[Object point labels]

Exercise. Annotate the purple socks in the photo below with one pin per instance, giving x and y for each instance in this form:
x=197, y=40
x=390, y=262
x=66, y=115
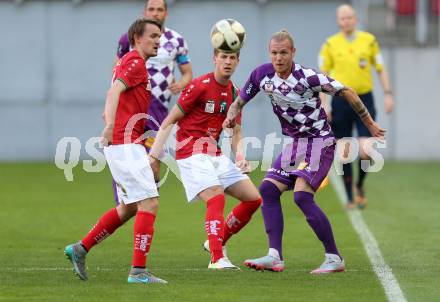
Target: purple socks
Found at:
x=317, y=220
x=272, y=215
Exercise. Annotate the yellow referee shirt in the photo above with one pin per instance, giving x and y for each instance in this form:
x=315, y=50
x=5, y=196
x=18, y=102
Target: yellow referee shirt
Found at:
x=350, y=61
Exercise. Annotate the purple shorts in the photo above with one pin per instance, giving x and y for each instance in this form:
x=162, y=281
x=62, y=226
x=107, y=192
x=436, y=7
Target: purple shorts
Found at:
x=308, y=158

= Task details =
Can you write out all of the rows above word for word, leaving out the pictures?

= Response to the exercise =
Exercise. Annotate the purple socks in the photo below with one pin per instance, giving x and y for each instance in this form:
x=197, y=40
x=390, y=262
x=66, y=115
Target: purple socks
Found at:
x=317, y=220
x=272, y=215
Exercise. Annotate the yellow referee shirt in the photo above with one pin per instance, giving x and y for each instance in this form:
x=315, y=50
x=5, y=196
x=18, y=102
Target: yellow referee shirt
Found at:
x=350, y=61
Exercise. Annotate the purple shorts in the photo above with one pin per instance, giving x and y for each instance in this form:
x=162, y=281
x=62, y=226
x=107, y=192
x=436, y=7
Target: purple shorts
Found at:
x=308, y=158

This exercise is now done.